**KUMPULAN TUGAS**
(A) Ringkas paragraf yang diawali "Baik, mari kita kembali" dalam tulisan tentang agama dan pemeluknya menjadi beberapa butir pendek tanpa menghilangkan fakta utamanya.
(B) Teruskan tulisan tentang agama dan pemeluknya mulai setelah kalimat terakhirnya.

**BLOK TEKS**
=======
Sebelum tulisan ini jadi polemik, dan saya dicap sebagai penista agama, serta Mojok dicap sebagai kumpulan penulis kafir hingga akhirnya gulung tikar (lagi), saya akan jelaskan dulu maksud beberapa poin yang sudah saya tulis di atas. Saya tentu tidak menyalahkan agama apa lagi islam atas kekacauan demi kekacauan saat ini. Saya yakin betul bahwa agama, termasuk islam hadir sesuai fitrahnya. Membawa kedamaian. Lalu yang salah apa? Yang salah adalah para pemeluknya yang tidak bisa memanifestasikan islam sesuai dengan islam itu sendiri. Itu mengapa, dalam kitab suci banyak dikatakan “kepada orang-orang yang berpikir atau berakal”. Kenapa? Karena agama memang tidak diperuntukkan untuk orang-orang, maaf goblok.
Baik, mari kita kembali lagi ke pokok persoalan. Dari fenomena-fenomena di atas, maka sekarang muncullah ‘aliran-aliran’ islam baru. Aliran-aliran yang tidak lebih dari sekadar slogan dan malah semakin memperkeruh suasana. Sekarang muncul lingkaran-lingkaran yang menamai diri mereka sebagai islam toleran, islam moderat, islam damai, dan islam-islam dengan slogan serupa. Ada hal yang tidak disadari oleh orang-orang dalam lingkaran itu, bahwa slogan-slogan yang mereka pakai justru semakin menguatkan stereotip tentang islam yang berkembang saat ini. Bahwa ada islam toleran berarti ada islam intoleran, ada islam moderat berarti ada islam ekstrem, ada islam damai berarti ada islam rusuh.
=======
**DATA HASIL EKSTRAKSI**
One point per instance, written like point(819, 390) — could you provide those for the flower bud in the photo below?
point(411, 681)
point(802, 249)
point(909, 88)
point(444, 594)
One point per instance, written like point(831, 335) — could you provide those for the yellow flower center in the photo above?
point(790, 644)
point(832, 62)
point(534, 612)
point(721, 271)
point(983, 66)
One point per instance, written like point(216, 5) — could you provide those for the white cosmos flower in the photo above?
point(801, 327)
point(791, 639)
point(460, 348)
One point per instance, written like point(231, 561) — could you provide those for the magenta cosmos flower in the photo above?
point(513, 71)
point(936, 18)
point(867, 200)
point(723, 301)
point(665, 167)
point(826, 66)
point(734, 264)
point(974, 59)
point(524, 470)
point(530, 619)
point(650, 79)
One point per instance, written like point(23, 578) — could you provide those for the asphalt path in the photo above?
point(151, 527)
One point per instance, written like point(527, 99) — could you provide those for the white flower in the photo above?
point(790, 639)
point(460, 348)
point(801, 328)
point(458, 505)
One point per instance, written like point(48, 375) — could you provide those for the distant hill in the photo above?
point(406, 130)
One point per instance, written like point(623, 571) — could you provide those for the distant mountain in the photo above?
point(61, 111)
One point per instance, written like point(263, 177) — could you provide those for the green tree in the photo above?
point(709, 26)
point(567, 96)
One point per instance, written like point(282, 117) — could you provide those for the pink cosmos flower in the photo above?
=======
**JAWABAN YANG DIBERIKAN**
(A)
- Kini muncul "aliran-aliran" islam baru yang tidak lebih dari slogan dan justru memperkeruh suasana.
- Lingkaran-lingkaran tersebut menamai diri islam toleran, islam moderat, islam damai, dan slogan serupa.
- Tanpa disadari, slogan itu malah menguatkan stereotip tentang islam saat ini: adanya islam toleran berarti ada islam intoleran, moderat berarti ada yang ekstrem, damai berarti ada yang rusuh.

(B)
Mereka lupa bahwa islam dan toleransi adalah satu kesatuan, islam dan moderat adalah satu kesatuan, serta islam dan damai adalah satu kesatuan. Maksudnya begini, islam ya toleran, kalau tidak toleran ya bukan islam. Islam ya moderat, kalau tidak moderat ya bukan islam. Islam ya damai, kalau yang suka rusuh ya bukan islam. Nah, sampai di sini jelas kan? Anak SD saja paham, kalau ‘topi saya ya bundar, kalau tidak bundar ya bukan topi saya’.
Nyatanya mereka yang memakai slogan-slogan toleran, moderat, damai, dan sebagainya sekarang malah tidak ada bedanya dengan golongan-golongan yang tadinya menjadi antitesis narasi mereka. Mereka yang mengaku paling toleran, menganggap semua yang berbeda dengan mereka intoleran, lalu apa bedanya kedua golongan itu? Mereka yang memakai slogan moderat, ketika ada sikap berbeda dari golongan lain langsung melabeli golongan tersebut radikal, ekstrem, garis keras. Lalu apa bedanya kedua golongan tersebut? Sama-sama fanatis yang juga-ujungnya sama-sama pada ekstremisme. Slogan-slogan itu tak lebih hanya melahirkan bighot-bighot baru bersumbu pendek.
Ketika mendengar islam toleran, saya jadi ingat frasa ‘jomblo ngenes’, karena jomblo itu sudah ngenes tanpa harus diberi imbuhan ngenes di belakangnya. Kata ngenes sudah manunggal dengan kata jomblo, keduanya adalah satu kesatuan yang tidak dapat dipisahkan. Adapun yang berkata “I’am single and very happy” itu adalah usaha orang-orang munafik untuk menutupi ke-ngenes-an mereka saja. Dan ingat wahai saudaraku, orang-orang munafik, bukanlah golongan kami!
Jadi sampai di sini sudah sangat jelas tho, mengapa kita tidak perlu lagi memakai slogan-slogan semacam toleran, moderat, damai, dan sejenisnya untuk ditempelkan dengan kata islam? Marilah terbiasa untuk tidak jadi penyembah slogan atau kata-kata. Mari kita mulai melakukan sesuatu berdasarkan nilainya, berdasarkan substansinya, bukan sekadar slogan-slogan manis tanpa makna. Mari kita mulai bertuhan, jangan hanya sibuk beragama terus, seperti yang diajarkan ulama kita, Cak Nun.